Great.
DAY 16 sharpens your thinking about functional programming in Python — not as a style fad, but as a runtime + readability tradeoff.

After today:

  • You’ll know exactly when lambdas help and when they hurt
  • You’ll stop abusing map/filter
  • You’ll answer FP interview questions like a Pythonista, not like a Haskell clone

🧠 DAY 16 — Lambda & Functional Programming in Python

(map, filter, reduce, purity, tradeoffs)


🔑 CORE IDEA OF DAY 16

Python supports functional programming, but it is NOT a functional language.
Python favors clarity over functional purity.

Everything today is about intentional use, not ideology.


1️⃣ What Is a Lambda REALLY?

A lambda is:

  • An anonymous function
  • A function expression, not a statement
  • Limited to one expression
  • No statements, assignments, or annotations
lambda x: x + 1

Equivalent to:

def f(x):
    return x + 1

But with severe constraints.


2️⃣ Lambda Is a Function Object

f = lambda x: x * 2
  • f is a function object
  • Has __code__, __globals__
  • No name (__name__ == "<lambda>")

This matters for:

  • Debugging
  • Stack traces
  • Readability

3️⃣ Why Lambdas Are Restricted (Design Rationale)

Python intentionally restricts lambdas to:

  • Prevent unreadable code
  • Encourage named functions
  • Avoid complex one-liners

Guido’s rule:

“If it doesn’t fit on one line cleanly, don’t lambda it.”


4️⃣ Common (Bad) Lambda Abuse ❌

lambda x: (x := x + 1) * (x := x + 2)

Yes, it works.
No, you should never do this.

Interviewers penalize this style.


5️⃣ When Lambdas Are GOOD ✅

✅ Short, obvious transformations

sorted(data, key=lambda x: x.price)

✅ Simple callbacks

btn.on_click(lambda e: print("clicked"))

● ● ●

Job item a: Count the lines in the records that contain the string "positive", treating uppercase and lowercase as different, and give only the number.
The records that come next have no connection to the lesson on Python lambdas.

Task data:
● ● ●

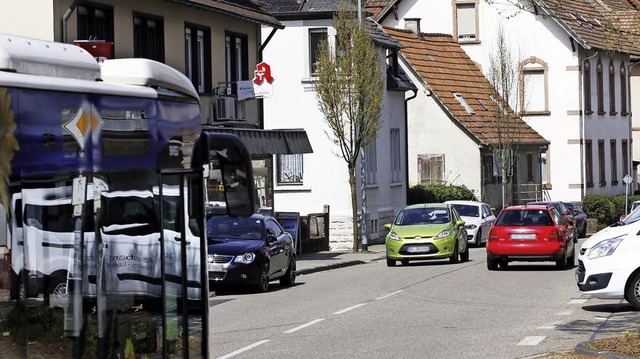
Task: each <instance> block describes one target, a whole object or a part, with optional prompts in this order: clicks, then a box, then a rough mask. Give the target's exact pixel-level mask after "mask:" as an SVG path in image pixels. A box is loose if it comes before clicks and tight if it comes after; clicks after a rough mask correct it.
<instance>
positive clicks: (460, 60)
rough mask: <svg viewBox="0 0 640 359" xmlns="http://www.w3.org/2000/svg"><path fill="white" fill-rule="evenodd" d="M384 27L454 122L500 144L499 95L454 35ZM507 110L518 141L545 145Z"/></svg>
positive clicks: (539, 138) (514, 113)
mask: <svg viewBox="0 0 640 359" xmlns="http://www.w3.org/2000/svg"><path fill="white" fill-rule="evenodd" d="M383 30H384V31H385V32H387V33H389V34H390V35H391V36H393V37H394V38H395V39H396V40H398V41H399V42H400V43H402V45H404V47H403V48H402V49H401V51H400V52H401V54H402V56H403V57H404V58H405V59H406V60H407V61H408V62H409V64H410V65H411V67H412V68H413V69H414V70H415V71H416V73H417V74H418V75H419V76H420V77H421V78H422V79H423V80H424V82H426V83H427V85H428V86H429V89H430V90H431V93H432V96H434V97H435V98H436V99H437V101H439V102H440V103H441V105H442V106H443V107H444V109H445V110H446V111H447V112H448V113H449V114H450V116H451V117H452V118H453V120H454V121H457V122H458V123H459V125H461V127H463V128H465V129H466V130H467V131H468V132H469V133H470V134H471V135H472V136H474V137H475V138H476V139H477V140H478V141H479V142H480V143H484V144H497V143H499V141H498V126H496V122H495V121H496V119H495V116H493V115H492V114H496V113H502V112H501V109H500V107H499V106H498V104H496V102H495V101H494V100H493V99H496V100H497V101H501V97H500V95H499V94H498V93H497V91H496V90H495V89H494V88H493V87H492V86H491V84H490V83H489V81H488V80H487V79H486V78H485V77H484V75H483V74H482V71H480V69H479V68H478V66H477V65H476V63H475V62H473V60H471V59H470V58H469V56H468V55H467V54H466V53H465V52H464V50H463V49H462V48H461V47H460V45H459V44H458V42H457V41H456V40H455V39H454V38H453V36H451V35H446V34H421V35H422V37H418V36H417V35H416V34H415V33H413V32H411V31H408V30H399V29H394V28H389V27H383ZM454 93H457V94H459V95H461V96H462V97H463V98H464V99H465V100H466V102H467V103H468V105H469V106H470V107H471V108H472V110H473V111H474V112H475V114H471V113H470V112H469V111H467V110H466V109H465V107H464V106H463V105H462V104H461V103H460V102H459V101H458V100H457V99H456V98H455V97H454V95H453V94H454ZM492 98H493V99H492ZM483 105H484V106H483ZM485 107H486V109H485ZM507 111H508V112H509V114H510V116H511V118H513V119H514V120H513V125H514V126H515V127H514V128H517V130H516V131H514V133H517V134H518V136H519V137H520V138H519V140H517V141H516V142H517V143H519V144H531V145H542V144H548V141H547V140H545V139H544V138H543V137H542V136H541V135H540V134H539V133H538V132H536V131H535V130H534V129H532V128H531V127H530V126H529V125H528V124H527V123H526V122H524V121H523V120H522V119H521V118H520V117H519V116H518V115H516V114H515V113H514V112H513V110H511V109H510V108H507Z"/></svg>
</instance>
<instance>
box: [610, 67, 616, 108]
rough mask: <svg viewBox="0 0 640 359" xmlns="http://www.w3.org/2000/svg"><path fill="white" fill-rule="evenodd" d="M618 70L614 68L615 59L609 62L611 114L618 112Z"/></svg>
mask: <svg viewBox="0 0 640 359" xmlns="http://www.w3.org/2000/svg"><path fill="white" fill-rule="evenodd" d="M615 73H616V70H615V68H614V67H613V59H611V60H609V114H610V115H615V114H616V113H617V112H616V76H615Z"/></svg>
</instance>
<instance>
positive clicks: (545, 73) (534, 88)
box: [520, 56, 549, 115]
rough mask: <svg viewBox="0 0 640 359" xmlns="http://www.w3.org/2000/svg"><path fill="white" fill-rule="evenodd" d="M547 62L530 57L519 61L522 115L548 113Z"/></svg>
mask: <svg viewBox="0 0 640 359" xmlns="http://www.w3.org/2000/svg"><path fill="white" fill-rule="evenodd" d="M548 72H549V67H548V66H547V63H546V62H544V61H542V60H541V59H539V58H537V57H533V56H532V57H530V58H528V59H526V60H524V61H522V62H521V63H520V79H521V82H520V112H521V113H522V114H524V115H548V114H549V91H548Z"/></svg>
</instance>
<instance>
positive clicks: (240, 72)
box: [225, 34, 249, 82]
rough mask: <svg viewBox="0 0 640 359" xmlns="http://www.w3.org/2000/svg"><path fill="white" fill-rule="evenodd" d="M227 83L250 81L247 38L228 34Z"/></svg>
mask: <svg viewBox="0 0 640 359" xmlns="http://www.w3.org/2000/svg"><path fill="white" fill-rule="evenodd" d="M225 56H226V57H225V58H226V71H227V82H235V81H242V80H247V79H249V67H248V62H249V58H248V50H247V37H246V36H245V35H240V34H227V36H226V37H225Z"/></svg>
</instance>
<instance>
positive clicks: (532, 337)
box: [518, 336, 546, 345]
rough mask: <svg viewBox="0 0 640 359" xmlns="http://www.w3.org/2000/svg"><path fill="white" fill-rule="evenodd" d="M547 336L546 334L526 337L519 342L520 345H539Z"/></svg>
mask: <svg viewBox="0 0 640 359" xmlns="http://www.w3.org/2000/svg"><path fill="white" fill-rule="evenodd" d="M544 338H546V337H545V336H533V337H526V338H524V339H522V340H521V341H520V343H518V345H538V344H540V342H541V341H543V340H544Z"/></svg>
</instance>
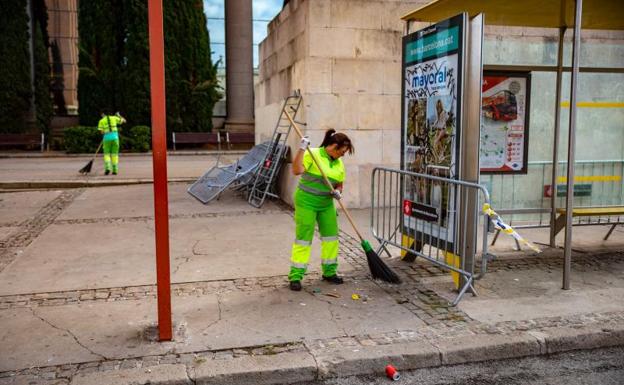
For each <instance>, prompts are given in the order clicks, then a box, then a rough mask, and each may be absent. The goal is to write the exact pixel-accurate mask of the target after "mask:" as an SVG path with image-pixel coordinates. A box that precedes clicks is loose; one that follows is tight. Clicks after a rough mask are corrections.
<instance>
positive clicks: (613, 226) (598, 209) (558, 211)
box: [555, 206, 624, 241]
mask: <svg viewBox="0 0 624 385" xmlns="http://www.w3.org/2000/svg"><path fill="white" fill-rule="evenodd" d="M557 214H559V216H557V219H556V220H555V235H557V234H558V233H559V232H560V231H561V229H563V228H564V227H565V224H566V209H564V208H559V209H557ZM620 215H624V206H607V207H575V208H573V209H572V217H597V216H620ZM606 224H609V223H606ZM619 224H620V222H615V223H613V224H612V226H611V228H610V229H609V232H608V233H607V235H605V237H604V238H603V239H604V240H605V241H606V240H607V239H609V236H610V235H611V233H612V232H613V230H614V229H615V226H617V225H619Z"/></svg>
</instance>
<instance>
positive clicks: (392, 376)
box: [386, 365, 401, 381]
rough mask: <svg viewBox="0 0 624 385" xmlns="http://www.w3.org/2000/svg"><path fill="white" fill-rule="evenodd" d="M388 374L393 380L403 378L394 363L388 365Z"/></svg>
mask: <svg viewBox="0 0 624 385" xmlns="http://www.w3.org/2000/svg"><path fill="white" fill-rule="evenodd" d="M386 376H388V378H389V379H391V380H392V381H398V380H399V378H401V375H400V374H399V372H397V370H396V368H395V367H394V366H392V365H387V366H386Z"/></svg>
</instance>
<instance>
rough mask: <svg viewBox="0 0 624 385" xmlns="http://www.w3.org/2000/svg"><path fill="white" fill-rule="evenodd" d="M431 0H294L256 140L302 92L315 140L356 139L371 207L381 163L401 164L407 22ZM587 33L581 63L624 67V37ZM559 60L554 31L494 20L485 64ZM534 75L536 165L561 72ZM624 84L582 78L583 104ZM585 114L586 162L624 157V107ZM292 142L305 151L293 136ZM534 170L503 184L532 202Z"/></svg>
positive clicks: (601, 78) (284, 22) (609, 97)
mask: <svg viewBox="0 0 624 385" xmlns="http://www.w3.org/2000/svg"><path fill="white" fill-rule="evenodd" d="M427 2H428V0H425V1H393V0H291V1H290V2H289V4H288V5H287V6H286V7H285V8H284V9H283V10H282V12H281V13H280V14H279V15H278V16H277V17H276V18H275V19H274V20H273V21H272V22H271V23H270V24H269V26H268V29H269V31H268V36H267V38H266V39H265V40H264V41H263V42H262V43H261V44H260V55H259V56H260V75H259V78H258V82H257V83H256V85H255V95H256V96H255V97H256V99H255V118H256V141H257V142H259V141H264V140H267V139H268V138H269V137H270V136H271V134H272V132H273V129H274V128H275V124H276V121H277V118H278V116H279V112H280V109H281V104H282V102H283V99H284V98H285V97H286V96H288V95H289V94H291V93H292V92H293V90H295V89H300V90H301V93H302V95H303V100H304V106H303V108H302V110H301V111H300V115H299V116H298V120H299V121H304V122H307V127H306V133H307V134H308V135H310V137H311V138H312V143H313V145H318V144H319V143H320V141H321V139H322V137H323V134H324V132H325V130H327V129H329V128H334V129H336V130H338V131H342V132H345V133H346V134H348V135H349V136H350V137H351V138H352V140H353V142H354V144H355V147H356V153H355V155H354V156H351V157H349V156H347V157H345V164H346V166H347V181H346V183H345V194H344V195H345V201H346V203H347V204H348V206H350V207H366V206H368V205H369V204H370V174H371V171H372V169H373V168H374V167H375V166H377V165H384V166H390V167H398V166H399V161H400V153H399V152H400V132H401V130H400V126H401V107H400V106H401V95H400V93H401V37H402V36H403V23H402V21H401V19H400V18H401V16H402V15H404V14H405V13H407V12H409V11H411V10H413V9H415V8H417V7H419V6H421V5H423V4H425V3H427ZM582 38H583V40H582V45H583V48H582V49H581V63H582V65H585V66H606V67H623V66H624V59H623V58H624V44H622V42H623V41H624V33H622V32H604V31H584V32H583V35H582ZM570 42H571V35H570V34H568V35H566V45H565V50H564V52H565V57H568V58H569V57H570V55H571V49H570ZM556 59H557V31H556V30H554V29H536V28H505V27H496V26H486V29H485V48H484V64H497V65H501V64H508V65H509V64H513V65H555V64H556ZM566 64H569V59H567V61H566ZM532 78H533V81H532V91H531V116H530V127H529V133H530V134H529V140H530V142H529V161H548V160H551V159H552V155H551V152H552V132H553V126H554V107H555V106H554V104H555V100H554V99H555V89H554V86H555V76H554V73H552V72H533V74H532ZM566 81H567V82H569V77H568V76H564V87H563V99H564V100H568V99H569V84H566ZM623 85H624V75H623V74H615V75H610V74H582V75H581V77H580V87H581V89H580V91H579V101H616V102H618V101H619V102H622V101H624V86H623ZM568 112H569V109H568V108H564V109H563V110H562V131H563V132H562V138H561V143H560V148H561V149H562V152H561V154H562V155H561V157H560V159H563V158H564V157H565V151H566V137H565V136H566V135H565V132H566V131H567V125H568V121H567V119H568ZM578 119H579V120H578V124H579V126H578V129H577V130H578V131H577V132H578V136H577V143H578V145H577V159H623V158H624V109H622V108H619V109H618V108H611V109H606V108H596V109H593V108H583V109H580V110H579V113H578ZM596 122H600V123H599V124H597V123H596ZM289 142H290V145H291V148H297V142H298V140H297V139H296V138H295V135H294V134H291V137H290V141H289ZM533 174H534V173H533ZM533 174H532V173H531V171H530V175H527V176H516V177H515V180H513V181H512V178H511V177H509V178H507V177H505V178H504V179H501V181H500V182H501V184H504V185H505V186H506V190H507V191H509V190H510V189H511V190H513V191H516V192H517V198H516V199H514V202H516V203H517V202H526V205H525V206H532V205H535V199H537V198H539V195H540V192H541V189H542V187H541V185H542V182H541V180H542V171H541V170H540V171H538V174H536V175H533ZM488 178H489V177H488ZM488 178H486V179H488ZM281 180H282V182H281V196H282V198H283V199H284V200H285V201H286V202H288V203H292V198H291V197H292V192H293V191H294V188H295V184H296V180H297V178H295V177H293V176H292V175H291V174H290V165H288V167H286V168H285V170H284V175H283V177H282V179H281ZM485 182H487V180H485ZM518 186H522V187H518ZM538 186H539V192H537V193H536V192H535V191H537V187H538ZM536 194H537V197H536ZM505 195H508V194H505ZM493 198H494V199H497V197H496V196H493ZM501 198H502V197H501Z"/></svg>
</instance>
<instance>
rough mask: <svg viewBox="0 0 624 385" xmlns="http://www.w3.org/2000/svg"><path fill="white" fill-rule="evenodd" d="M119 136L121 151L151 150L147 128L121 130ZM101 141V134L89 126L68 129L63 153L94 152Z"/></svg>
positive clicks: (63, 135) (97, 146)
mask: <svg viewBox="0 0 624 385" xmlns="http://www.w3.org/2000/svg"><path fill="white" fill-rule="evenodd" d="M119 136H120V138H119V142H120V143H119V144H120V146H121V151H125V152H147V151H149V150H150V148H151V141H152V133H151V129H150V128H149V127H147V126H134V127H131V128H130V129H127V130H124V129H123V128H121V129H120V130H119ZM101 141H102V134H101V133H100V132H99V131H98V130H97V128H96V127H91V126H76V127H68V128H66V129H65V132H64V134H63V143H64V146H65V151H67V152H68V153H74V154H88V153H92V152H95V150H96V149H97V147H98V145H99V144H100V142H101Z"/></svg>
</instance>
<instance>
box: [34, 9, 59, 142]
mask: <svg viewBox="0 0 624 385" xmlns="http://www.w3.org/2000/svg"><path fill="white" fill-rule="evenodd" d="M32 7H33V12H32V14H33V31H34V39H33V53H34V62H35V71H34V72H35V106H36V108H37V128H38V129H39V130H40V131H41V132H43V133H44V134H45V135H46V137H49V134H50V120H51V119H52V115H53V113H54V105H53V104H52V98H51V95H50V87H51V83H50V59H49V56H48V48H49V37H48V11H47V7H46V5H45V2H44V1H43V0H33V1H32Z"/></svg>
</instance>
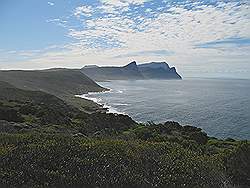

● ● ●

Job item b: Reproduce the Python lambda lesson in full, word for word.

Answer box a: 9

Answer box b:
Great.
DAY 16 sharpens your thinking about functional programming in Python — not as a style fad, but as a runtime + readability tradeoff.

After today:

  • You’ll know exactly when lambdas help and when they hurt
  • You’ll stop abusing map/filter
  • You’ll answer FP interview questions like a Pythonista, not like a Haskell clone

🧠 DAY 16 — Lambda & Functional Programming in Python

(map, filter, reduce, purity, tradeoffs)


🔑 CORE IDEA OF DAY 16

Python supports functional programming, but it is NOT a functional language.
Python favors clarity over functional purity.

Everything today is about intentional use, not ideology.


1️⃣ What Is a Lambda REALLY?

A lambda is:

  • An anonymous function
  • A function expression, not a statement
  • Limited to one expression
  • No statements, assignments, or annotations
lambda x: x + 1

Equivalent to:

def f(x):
    return x + 1

But with severe constraints.


2️⃣ Lambda Is a Function Object

f = lambda x: x * 2
  • f is a function object
  • Has __code__, __globals__
  • No name (__name__ == "<lambda>")

This matters for:

  • Debugging
  • Stack traces
  • Readability

3️⃣ Why Lambdas Are Restricted (Design Rationale)

Python intentionally restricts lambdas to:

  • Prevent unreadable code
  • Encourage named functions
  • Avoid complex one-liners

Guido’s rule:

“If it doesn’t fit on one line cleanly, don’t lambda it.”


4️⃣ Common (Bad) Lambda Abuse ❌

lambda x: (x := x + 1) * (x := x + 2)

Yes, it works.
No, you should never do this.

Interviewers penalize this style.


5️⃣ When Lambdas Are GOOD ✅

✅ Short, obvious transformations

sorted(data, key=lambda x: x.price)

✅ Simple callbacks

btn.on_click(lambda e: print("clicked"))